— Begin —
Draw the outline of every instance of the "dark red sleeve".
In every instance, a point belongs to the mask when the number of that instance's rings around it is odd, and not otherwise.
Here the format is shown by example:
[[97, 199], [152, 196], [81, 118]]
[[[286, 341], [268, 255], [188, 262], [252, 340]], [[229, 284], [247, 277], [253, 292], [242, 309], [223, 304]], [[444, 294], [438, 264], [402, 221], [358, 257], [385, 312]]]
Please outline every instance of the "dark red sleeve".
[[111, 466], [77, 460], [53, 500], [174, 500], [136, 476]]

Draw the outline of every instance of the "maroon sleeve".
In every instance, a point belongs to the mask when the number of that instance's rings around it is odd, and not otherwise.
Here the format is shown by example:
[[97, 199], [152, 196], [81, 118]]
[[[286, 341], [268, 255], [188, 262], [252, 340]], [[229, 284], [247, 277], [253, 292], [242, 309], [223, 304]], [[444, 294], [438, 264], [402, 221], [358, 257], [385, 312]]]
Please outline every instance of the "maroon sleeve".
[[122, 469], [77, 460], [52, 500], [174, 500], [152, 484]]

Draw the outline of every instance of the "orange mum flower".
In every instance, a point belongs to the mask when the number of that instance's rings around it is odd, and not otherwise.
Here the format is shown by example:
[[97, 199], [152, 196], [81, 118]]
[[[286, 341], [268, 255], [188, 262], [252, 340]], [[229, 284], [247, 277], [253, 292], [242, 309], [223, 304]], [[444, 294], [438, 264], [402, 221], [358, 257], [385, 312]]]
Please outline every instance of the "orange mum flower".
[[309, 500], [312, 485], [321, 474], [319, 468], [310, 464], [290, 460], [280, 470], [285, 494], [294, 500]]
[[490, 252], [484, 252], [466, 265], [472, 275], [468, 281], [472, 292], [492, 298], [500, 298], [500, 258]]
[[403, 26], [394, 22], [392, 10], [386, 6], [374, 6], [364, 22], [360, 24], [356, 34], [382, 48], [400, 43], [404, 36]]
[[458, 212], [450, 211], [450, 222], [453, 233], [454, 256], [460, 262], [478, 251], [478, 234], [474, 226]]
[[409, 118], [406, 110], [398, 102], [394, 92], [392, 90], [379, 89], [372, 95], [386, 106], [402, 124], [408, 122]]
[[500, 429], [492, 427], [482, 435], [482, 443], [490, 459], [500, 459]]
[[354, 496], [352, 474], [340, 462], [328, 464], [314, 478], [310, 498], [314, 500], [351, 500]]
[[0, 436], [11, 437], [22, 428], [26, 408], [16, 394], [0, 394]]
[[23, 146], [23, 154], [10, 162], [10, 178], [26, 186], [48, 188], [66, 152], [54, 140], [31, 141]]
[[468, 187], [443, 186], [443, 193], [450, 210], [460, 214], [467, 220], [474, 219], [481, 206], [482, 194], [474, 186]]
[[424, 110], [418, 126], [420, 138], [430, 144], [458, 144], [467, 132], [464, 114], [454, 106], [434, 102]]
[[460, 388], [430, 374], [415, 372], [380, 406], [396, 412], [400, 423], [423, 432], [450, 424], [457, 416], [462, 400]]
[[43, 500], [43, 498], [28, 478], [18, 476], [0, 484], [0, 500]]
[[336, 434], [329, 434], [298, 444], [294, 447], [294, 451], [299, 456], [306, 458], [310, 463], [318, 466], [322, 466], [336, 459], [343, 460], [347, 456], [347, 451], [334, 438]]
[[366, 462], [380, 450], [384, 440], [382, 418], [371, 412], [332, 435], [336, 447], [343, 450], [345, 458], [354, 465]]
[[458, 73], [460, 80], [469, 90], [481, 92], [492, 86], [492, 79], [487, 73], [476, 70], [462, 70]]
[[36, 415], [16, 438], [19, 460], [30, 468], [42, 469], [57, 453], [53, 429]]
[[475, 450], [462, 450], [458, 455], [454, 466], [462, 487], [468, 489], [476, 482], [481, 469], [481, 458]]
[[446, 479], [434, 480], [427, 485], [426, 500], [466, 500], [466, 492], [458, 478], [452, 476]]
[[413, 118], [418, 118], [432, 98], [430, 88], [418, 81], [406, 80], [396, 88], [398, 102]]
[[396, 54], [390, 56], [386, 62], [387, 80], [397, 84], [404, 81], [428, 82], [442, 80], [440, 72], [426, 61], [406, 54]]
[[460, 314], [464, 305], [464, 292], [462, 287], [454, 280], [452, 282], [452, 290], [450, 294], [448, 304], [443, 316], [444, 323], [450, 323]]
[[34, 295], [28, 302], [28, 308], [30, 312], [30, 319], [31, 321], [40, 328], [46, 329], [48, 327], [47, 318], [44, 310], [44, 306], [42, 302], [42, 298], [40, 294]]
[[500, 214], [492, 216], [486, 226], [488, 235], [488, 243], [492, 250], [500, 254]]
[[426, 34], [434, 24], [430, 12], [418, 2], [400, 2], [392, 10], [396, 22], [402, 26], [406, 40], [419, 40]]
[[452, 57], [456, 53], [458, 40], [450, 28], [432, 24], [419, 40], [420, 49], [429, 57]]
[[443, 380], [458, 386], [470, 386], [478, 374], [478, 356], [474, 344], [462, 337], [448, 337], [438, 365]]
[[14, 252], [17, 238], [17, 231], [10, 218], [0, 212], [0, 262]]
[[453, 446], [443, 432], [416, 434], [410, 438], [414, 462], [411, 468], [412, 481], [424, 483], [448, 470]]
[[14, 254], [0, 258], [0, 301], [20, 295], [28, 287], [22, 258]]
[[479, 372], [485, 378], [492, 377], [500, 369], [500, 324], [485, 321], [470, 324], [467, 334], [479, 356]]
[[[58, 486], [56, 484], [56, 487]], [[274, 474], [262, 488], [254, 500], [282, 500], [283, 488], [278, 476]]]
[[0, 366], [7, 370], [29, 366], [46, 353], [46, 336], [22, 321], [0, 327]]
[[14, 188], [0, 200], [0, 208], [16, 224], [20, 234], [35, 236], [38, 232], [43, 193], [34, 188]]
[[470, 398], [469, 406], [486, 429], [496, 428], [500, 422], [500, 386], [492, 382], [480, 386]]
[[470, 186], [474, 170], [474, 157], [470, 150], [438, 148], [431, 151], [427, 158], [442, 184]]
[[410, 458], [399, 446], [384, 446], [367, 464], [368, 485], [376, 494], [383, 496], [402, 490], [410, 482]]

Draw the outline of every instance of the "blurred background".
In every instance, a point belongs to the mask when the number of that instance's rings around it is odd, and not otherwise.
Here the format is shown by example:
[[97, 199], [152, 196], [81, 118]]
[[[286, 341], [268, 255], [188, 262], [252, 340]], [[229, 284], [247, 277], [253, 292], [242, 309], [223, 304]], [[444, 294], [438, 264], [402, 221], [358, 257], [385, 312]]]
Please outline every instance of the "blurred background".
— End —
§ **INSTRUCTIONS TO FOLLOW**
Reproduce all of the material above word for word, leaving every line unchanged.

§ **FULL RESPONSE**
Draw the outline of every instance of the "dark red sleeve".
In every instance, a point belongs to the mask when the number of that instance's rings around it is odd, and not otherwise.
Here the format is shown by example:
[[97, 199], [152, 196], [81, 118]]
[[[286, 341], [268, 255], [188, 262], [252, 340]], [[229, 284], [247, 277], [253, 292], [242, 309], [223, 304]], [[444, 294], [438, 264], [402, 221], [358, 257], [385, 312]]]
Please outline every instance of the "dark red sleeve".
[[111, 466], [77, 460], [53, 500], [174, 500], [136, 476]]

Draw the outline of every instance of the "maroon sleeve".
In every instance, a point belongs to the mask when the number of that instance's rings around it is odd, and not otherwise.
Here the format is shown by example:
[[97, 199], [152, 196], [81, 118]]
[[[286, 341], [268, 255], [188, 262], [252, 340]], [[229, 284], [247, 277], [253, 292], [242, 309], [223, 304]], [[444, 294], [438, 264], [402, 221], [358, 257], [385, 312]]]
Please outline every instance of the "maroon sleeve".
[[122, 469], [77, 460], [52, 500], [174, 500], [152, 484]]

Draw the outline of every instance of the "orange mum flower".
In every instance, a point belongs to the mask when the number of that instance's rings around it is odd, and not otherwise.
Here the format is shown by example:
[[97, 199], [152, 196], [81, 118]]
[[[286, 341], [268, 255], [188, 262], [252, 340]], [[229, 284], [247, 277], [253, 292], [242, 309], [223, 304]], [[444, 294], [438, 264], [402, 221], [358, 257], [385, 312]]]
Please outline every instance of the "orange mum flower".
[[309, 500], [312, 485], [321, 474], [319, 468], [310, 464], [290, 460], [280, 470], [285, 494], [294, 500]]
[[490, 252], [484, 252], [466, 265], [472, 275], [468, 281], [472, 292], [492, 298], [500, 298], [500, 258]]
[[403, 26], [394, 22], [392, 10], [386, 6], [374, 6], [364, 22], [360, 24], [356, 34], [382, 48], [400, 43], [404, 36]]
[[458, 212], [450, 211], [450, 222], [453, 233], [454, 256], [460, 262], [478, 251], [478, 234], [474, 226]]
[[409, 118], [406, 110], [398, 102], [394, 92], [392, 90], [379, 89], [372, 95], [386, 106], [402, 124], [408, 122]]
[[500, 429], [492, 427], [482, 435], [482, 443], [490, 459], [500, 459]]
[[354, 496], [352, 474], [340, 462], [328, 464], [314, 478], [310, 498], [314, 500], [351, 500]]
[[0, 436], [11, 437], [22, 428], [26, 408], [16, 394], [0, 394]]
[[23, 146], [23, 154], [10, 162], [10, 178], [26, 186], [48, 188], [66, 152], [54, 140], [31, 141]]
[[468, 187], [443, 186], [443, 193], [450, 210], [460, 214], [467, 220], [474, 219], [481, 206], [482, 194], [474, 186]]
[[424, 110], [418, 126], [420, 138], [430, 144], [458, 144], [467, 132], [464, 114], [454, 106], [434, 102]]
[[460, 388], [430, 374], [415, 372], [380, 406], [396, 412], [400, 423], [423, 432], [450, 424], [457, 416], [462, 400]]
[[43, 500], [43, 498], [28, 478], [18, 476], [0, 484], [0, 500]]
[[336, 434], [329, 434], [298, 444], [294, 447], [294, 451], [299, 456], [306, 458], [310, 463], [318, 466], [322, 466], [336, 459], [343, 460], [347, 456], [347, 451], [334, 438]]
[[366, 462], [380, 450], [384, 440], [382, 418], [371, 412], [332, 435], [336, 447], [343, 450], [345, 458], [354, 465]]
[[458, 73], [460, 80], [469, 90], [481, 92], [492, 86], [492, 79], [487, 73], [476, 70], [462, 70]]
[[36, 415], [16, 438], [19, 460], [30, 468], [42, 469], [57, 453], [53, 429]]
[[475, 450], [462, 450], [458, 455], [454, 466], [462, 487], [468, 489], [476, 482], [481, 469], [481, 458]]
[[446, 479], [434, 480], [427, 485], [426, 500], [466, 500], [466, 492], [458, 478], [452, 476]]
[[413, 118], [418, 118], [432, 98], [430, 88], [418, 81], [406, 80], [396, 88], [398, 102]]
[[396, 54], [390, 56], [386, 62], [387, 80], [397, 84], [404, 81], [428, 82], [442, 80], [440, 72], [426, 61], [406, 54]]
[[460, 314], [464, 305], [464, 292], [462, 287], [454, 280], [452, 282], [452, 290], [450, 294], [448, 304], [443, 316], [444, 323], [450, 323]]
[[34, 295], [28, 302], [28, 308], [30, 312], [30, 319], [31, 321], [40, 328], [46, 329], [48, 327], [47, 318], [44, 310], [44, 306], [42, 302], [42, 298], [40, 294]]
[[500, 214], [492, 216], [486, 226], [488, 235], [488, 243], [492, 250], [500, 254]]
[[426, 34], [434, 24], [430, 12], [418, 2], [400, 2], [392, 10], [396, 22], [402, 26], [406, 40], [419, 40]]
[[452, 57], [456, 53], [458, 40], [450, 28], [432, 24], [419, 40], [420, 49], [429, 57]]
[[443, 380], [458, 386], [470, 386], [478, 374], [478, 356], [474, 344], [462, 337], [448, 337], [438, 365]]
[[14, 252], [17, 238], [17, 231], [10, 218], [0, 212], [0, 262]]
[[453, 446], [443, 432], [416, 434], [410, 438], [414, 462], [411, 468], [412, 481], [424, 483], [448, 470]]
[[14, 254], [0, 258], [0, 301], [20, 295], [28, 287], [22, 258]]
[[479, 372], [485, 378], [492, 377], [500, 369], [500, 324], [485, 321], [470, 324], [467, 334], [479, 356]]
[[[58, 486], [56, 484], [56, 487]], [[274, 474], [262, 488], [254, 500], [282, 500], [283, 488], [278, 476]]]
[[0, 366], [7, 370], [29, 366], [46, 353], [46, 336], [22, 321], [0, 327]]
[[14, 188], [0, 200], [0, 208], [16, 224], [20, 234], [35, 236], [38, 232], [43, 193], [34, 188]]
[[470, 398], [469, 406], [486, 429], [496, 428], [500, 422], [500, 386], [492, 382], [480, 386]]
[[470, 186], [474, 170], [474, 157], [470, 150], [438, 148], [431, 151], [427, 158], [442, 184]]
[[410, 458], [399, 446], [384, 446], [367, 464], [368, 485], [376, 494], [383, 496], [402, 490], [410, 482]]

Draw the outline of every instance of the "blurred background".
In every instance, a point belongs to the mask when the number of that instance's rings around it is odd, and not otherwise.
Here the format is shown by example:
[[97, 199], [152, 196], [81, 118]]
[[[286, 341], [268, 255], [188, 262], [252, 340]], [[229, 284], [247, 277], [253, 292], [242, 309], [223, 304]], [[444, 294], [438, 264], [402, 221], [358, 257], [385, 312]]]
Please outline every instance of the "blurred background".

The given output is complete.